*Directions*
Copy every one of the records below line by line, character for character, with no changes.

***** Material for the task *****

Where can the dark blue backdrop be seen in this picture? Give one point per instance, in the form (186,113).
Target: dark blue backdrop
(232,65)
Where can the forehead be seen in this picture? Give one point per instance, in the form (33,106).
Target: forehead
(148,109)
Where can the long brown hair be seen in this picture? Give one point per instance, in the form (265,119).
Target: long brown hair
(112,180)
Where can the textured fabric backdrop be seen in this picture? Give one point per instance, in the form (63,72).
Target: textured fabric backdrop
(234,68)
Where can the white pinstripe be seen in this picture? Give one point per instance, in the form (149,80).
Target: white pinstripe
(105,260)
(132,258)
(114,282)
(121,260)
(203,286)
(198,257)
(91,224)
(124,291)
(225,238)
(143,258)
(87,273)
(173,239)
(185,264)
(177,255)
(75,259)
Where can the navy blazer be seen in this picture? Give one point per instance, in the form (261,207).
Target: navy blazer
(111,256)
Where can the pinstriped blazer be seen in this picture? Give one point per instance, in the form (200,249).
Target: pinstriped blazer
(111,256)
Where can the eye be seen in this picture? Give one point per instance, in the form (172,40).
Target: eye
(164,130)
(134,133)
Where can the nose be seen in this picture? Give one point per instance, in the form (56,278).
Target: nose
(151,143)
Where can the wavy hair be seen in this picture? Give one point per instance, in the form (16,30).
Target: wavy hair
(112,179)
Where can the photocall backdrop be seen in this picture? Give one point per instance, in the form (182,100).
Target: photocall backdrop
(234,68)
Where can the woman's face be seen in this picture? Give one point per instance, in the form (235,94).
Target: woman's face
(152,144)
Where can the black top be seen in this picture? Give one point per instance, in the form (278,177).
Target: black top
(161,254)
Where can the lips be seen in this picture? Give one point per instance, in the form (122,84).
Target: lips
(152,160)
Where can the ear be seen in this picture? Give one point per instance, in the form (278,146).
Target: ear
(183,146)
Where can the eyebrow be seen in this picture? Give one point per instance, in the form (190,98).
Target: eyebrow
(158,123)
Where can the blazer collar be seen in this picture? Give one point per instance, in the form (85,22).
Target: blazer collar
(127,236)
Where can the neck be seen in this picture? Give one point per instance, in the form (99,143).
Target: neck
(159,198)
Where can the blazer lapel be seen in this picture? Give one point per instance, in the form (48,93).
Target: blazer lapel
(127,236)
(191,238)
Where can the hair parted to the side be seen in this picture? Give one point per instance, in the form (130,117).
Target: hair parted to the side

*****

*Expected output*
Where can the dark blue backdrop be seen in this picture? Give one point per instance, in the form (186,113).
Target: dark blue backdrop
(232,65)
Where can the forehead be seen in this picture? Give one point per instance, in the form (33,106).
Target: forehead
(148,109)
Where can the long brown hair be seen in this picture? Give one point per instance, in the form (265,119).
Target: long brown hair
(112,180)
Where can the textured fabric backdrop be seen in this picture? Give one point per instance, in the form (63,72).
Target: textured fabric backdrop
(234,68)
Where can the white pinstripe be seen in this picture? Give one point per instance, in the form (149,80).
Target: white pinstripe
(105,260)
(132,258)
(114,282)
(121,260)
(203,286)
(198,257)
(91,224)
(124,291)
(225,238)
(143,258)
(87,273)
(173,239)
(185,264)
(177,255)
(75,259)
Where can the navy blazer be seen in this picture? Give one point per instance, in the form (261,207).
Target: navy blazer
(111,256)
Where can the pinstriped blazer be seen in this picture? Give one point per instance, in the form (200,249).
Target: pinstriped blazer
(111,256)
Where can the eye be seen in this picture? Give one point per instance, in the form (172,40).
Target: eye
(164,130)
(134,133)
Where can the nose be seen in this picture? Give one point per instance, in the form (56,278).
Target: nose
(151,143)
Where can the wavy hair be seen in this picture? Give one point per instance, in the form (16,30).
Target: wavy hair
(112,179)
Where can the photocall backdrop be seen in this picture? Give one point per instance, in the form (182,100).
Target: photocall backdrop
(234,68)
Where can the woman's face be seen in this picture? Give one point per instance, in the form (235,94).
Target: woman's face
(152,144)
Where can the black top be seen in this picture? Give one point per instance, in the form (278,177).
Target: black top
(161,254)
Where can the lips be seen in this picture? Give one point per instance, in the form (122,84).
Target: lips
(152,160)
Where can the ear be seen in this picture? Give one point per instance, in the form (278,146).
Target: ear
(183,146)
Where can the eyebrow be seen in this picture? Give one point per instance, in the form (190,98).
Target: eyebrow
(158,123)
Where can the blazer collar be seen in this picture? Give one point per instance, in the form (85,22).
Target: blazer collar
(127,236)
Where can the neck be seen in this picture? Give one point per instance, in the form (99,143).
Target: neck
(159,198)
Where can the blazer lapel be seen in this picture? Give one point per instance, in the form (48,93).
Target: blazer lapel
(127,236)
(191,238)
Where can the hair parted to the side be seen in this picture? Give one point per instance, in the form (130,117).
Target: hair parted to the side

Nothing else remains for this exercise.